Problem requirements:
In the data below, swap each "Pin every instance" for "Locate each occurrence" and leave everything else as it is. Leave the pictures out of your answer.
--- Start of Excerpted data ---
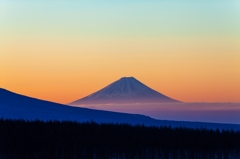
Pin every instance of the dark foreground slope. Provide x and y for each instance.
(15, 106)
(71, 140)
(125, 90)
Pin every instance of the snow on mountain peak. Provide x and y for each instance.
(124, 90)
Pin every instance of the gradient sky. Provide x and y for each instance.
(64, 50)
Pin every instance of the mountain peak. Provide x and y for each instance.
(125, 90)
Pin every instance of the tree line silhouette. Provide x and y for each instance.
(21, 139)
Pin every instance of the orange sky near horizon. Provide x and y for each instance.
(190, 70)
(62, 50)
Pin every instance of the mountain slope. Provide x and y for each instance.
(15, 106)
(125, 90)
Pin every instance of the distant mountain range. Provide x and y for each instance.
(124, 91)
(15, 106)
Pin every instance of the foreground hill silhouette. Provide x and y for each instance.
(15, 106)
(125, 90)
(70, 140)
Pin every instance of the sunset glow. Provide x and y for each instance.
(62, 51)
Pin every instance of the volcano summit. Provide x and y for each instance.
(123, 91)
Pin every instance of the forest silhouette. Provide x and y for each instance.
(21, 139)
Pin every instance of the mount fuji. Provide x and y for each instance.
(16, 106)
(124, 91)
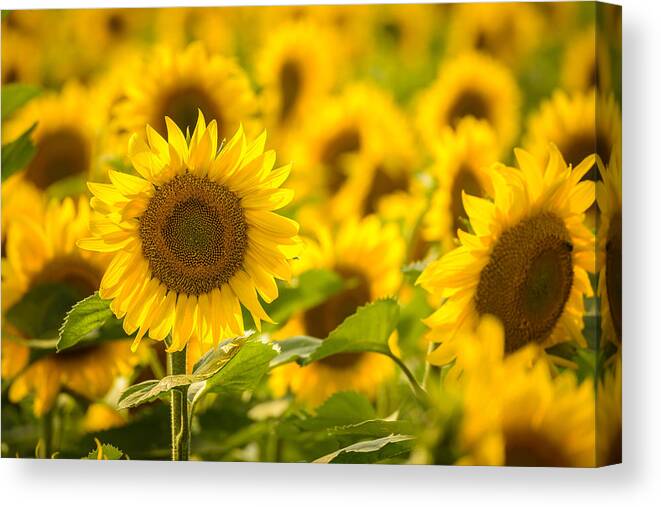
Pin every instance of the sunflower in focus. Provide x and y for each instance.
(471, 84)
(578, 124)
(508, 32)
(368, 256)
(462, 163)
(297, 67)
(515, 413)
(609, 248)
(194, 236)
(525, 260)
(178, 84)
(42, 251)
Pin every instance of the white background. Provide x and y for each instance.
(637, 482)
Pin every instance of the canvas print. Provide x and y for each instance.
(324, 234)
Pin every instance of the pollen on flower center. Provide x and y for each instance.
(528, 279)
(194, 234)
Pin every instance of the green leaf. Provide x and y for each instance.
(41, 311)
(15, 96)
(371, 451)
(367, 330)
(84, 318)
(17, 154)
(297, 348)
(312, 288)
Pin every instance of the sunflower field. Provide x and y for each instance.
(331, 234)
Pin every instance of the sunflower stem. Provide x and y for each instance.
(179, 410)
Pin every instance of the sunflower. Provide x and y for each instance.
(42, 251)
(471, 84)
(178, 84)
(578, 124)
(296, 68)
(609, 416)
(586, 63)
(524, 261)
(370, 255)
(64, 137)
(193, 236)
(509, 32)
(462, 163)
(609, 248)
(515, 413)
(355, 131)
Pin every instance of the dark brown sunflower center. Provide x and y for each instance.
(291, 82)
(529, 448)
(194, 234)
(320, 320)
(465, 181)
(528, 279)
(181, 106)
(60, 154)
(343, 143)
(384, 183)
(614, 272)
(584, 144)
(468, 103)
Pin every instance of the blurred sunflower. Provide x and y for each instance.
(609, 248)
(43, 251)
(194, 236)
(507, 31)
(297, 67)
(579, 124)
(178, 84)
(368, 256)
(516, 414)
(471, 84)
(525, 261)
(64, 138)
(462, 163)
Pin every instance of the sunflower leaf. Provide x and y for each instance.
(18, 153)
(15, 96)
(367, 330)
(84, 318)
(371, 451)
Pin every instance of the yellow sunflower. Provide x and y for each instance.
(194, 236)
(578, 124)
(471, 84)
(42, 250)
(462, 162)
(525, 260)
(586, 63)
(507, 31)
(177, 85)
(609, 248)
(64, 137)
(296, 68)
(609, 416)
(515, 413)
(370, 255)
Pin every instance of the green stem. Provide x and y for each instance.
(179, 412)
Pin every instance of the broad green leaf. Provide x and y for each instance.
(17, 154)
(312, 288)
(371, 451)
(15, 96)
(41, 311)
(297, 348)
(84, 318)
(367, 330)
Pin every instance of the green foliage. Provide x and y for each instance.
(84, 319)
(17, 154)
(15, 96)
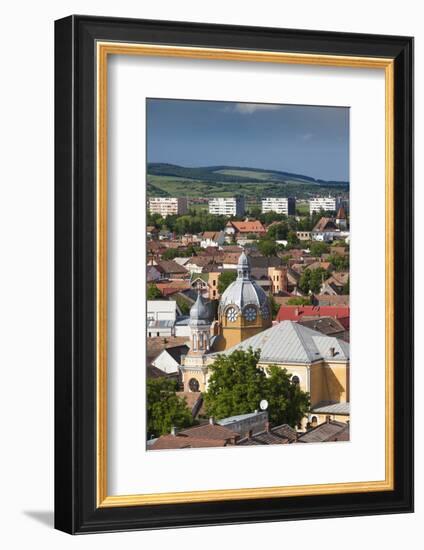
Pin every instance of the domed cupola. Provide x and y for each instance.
--- End of Excerpted data ---
Solution for this task:
Locate each occurrence of the dark foreground slope. Provide x and y for each instance.
(15, 106)
(71, 140)
(125, 90)
Locate each occurrence of the snow on mountain peak. Provide x and y for each instance.
(124, 90)
Locate each occurrence of the gradient sky. Provide x and y for each instance.
(64, 50)
Locate each occurrence of the mountain peak. Provide x and y for each instance.
(125, 90)
Locate each occurrence of the tree line silhouette. Provide x and y for each instance.
(21, 139)
Locate each occurrence of the orange sky near horizon. Provide x and y for each instance.
(190, 70)
(62, 50)
Locate each occurrence of the mountain slope. Provide x and y for each instance.
(15, 106)
(125, 90)
Locate each occurrence of the distant mountain range. Provide x and y for each instance.
(124, 91)
(15, 106)
Locate each occurrence of the foreground hill silhouette. Provide x and y for each instance.
(15, 106)
(125, 90)
(70, 140)
Locate each occurrence of the sunset glow. Provide x and y for each instance.
(62, 51)
Locate each occurrence of the volcano summit. Provide x and y for each instance.
(123, 91)
Locate each occurrence of the forest silhouette. Provide x and y for each instance.
(21, 139)
Locate each occurrence of the mount fuji. Provide x and y for each instance.
(16, 106)
(124, 91)
Locate each occurrence of the sunflower in focus. Provide x and y for each instance.
(471, 84)
(578, 124)
(508, 32)
(368, 256)
(462, 163)
(297, 67)
(515, 413)
(609, 248)
(194, 236)
(525, 260)
(178, 84)
(42, 251)
Locate each occurrence of the white background. Provide x and y for each instance.
(637, 482)
Locate each occurrence of the canvas print. Provide x and y for each instance.
(324, 234)
Locate each occurrence of the pollen on flower center. Provide x and y for each instance.
(528, 279)
(194, 234)
Locate each occurrence of the green leaf. Provide x and y for each instance.
(41, 311)
(15, 96)
(371, 451)
(367, 330)
(84, 318)
(17, 154)
(297, 348)
(312, 288)
Locate each occurrence of the sunflower field. Provide x and y for each instance.
(331, 234)
Locate each occurrence of the sunflower stem. Provide x and y for each instance.
(179, 410)
Locate each occurrence of the sunflower. Provide x and y for each instance.
(42, 251)
(471, 84)
(178, 84)
(578, 124)
(296, 68)
(609, 416)
(586, 63)
(524, 261)
(370, 255)
(64, 137)
(193, 236)
(509, 32)
(462, 163)
(609, 248)
(515, 413)
(355, 131)
Locate each occurrence of the dark brown sunflower center. Provide x and y for each instance.
(291, 82)
(529, 448)
(194, 234)
(320, 320)
(465, 181)
(528, 279)
(181, 106)
(60, 154)
(343, 143)
(384, 183)
(614, 272)
(584, 144)
(468, 103)
Locate each occurrence of the blurred sunflower. Provide x and y for each instance.
(609, 248)
(43, 251)
(194, 236)
(507, 31)
(297, 67)
(579, 124)
(178, 84)
(368, 256)
(516, 414)
(471, 84)
(525, 261)
(64, 138)
(462, 163)
Locate each occurrence of the sunflower leaf. Provide x and y for each instance.
(18, 153)
(15, 96)
(367, 330)
(84, 318)
(371, 451)
Locate each occurrence of the yellow sunflower. Provide x and y for each instance.
(194, 236)
(578, 124)
(471, 84)
(42, 250)
(462, 162)
(525, 260)
(586, 63)
(507, 31)
(177, 85)
(609, 248)
(64, 137)
(296, 68)
(609, 416)
(515, 413)
(370, 255)
Locate each occurrence of the green stem. Provide x and y for each instance.
(179, 412)
Locate each occurrence of the broad green leaf. Provide x and y for each instance.
(17, 154)
(312, 288)
(371, 451)
(15, 96)
(41, 311)
(297, 348)
(84, 318)
(367, 330)
Locate each occurrence of the green foliage. Provide x and y for each instance.
(84, 319)
(17, 154)
(15, 96)
Locate each occurrence of the domed cupola. Provide x and y for each instance.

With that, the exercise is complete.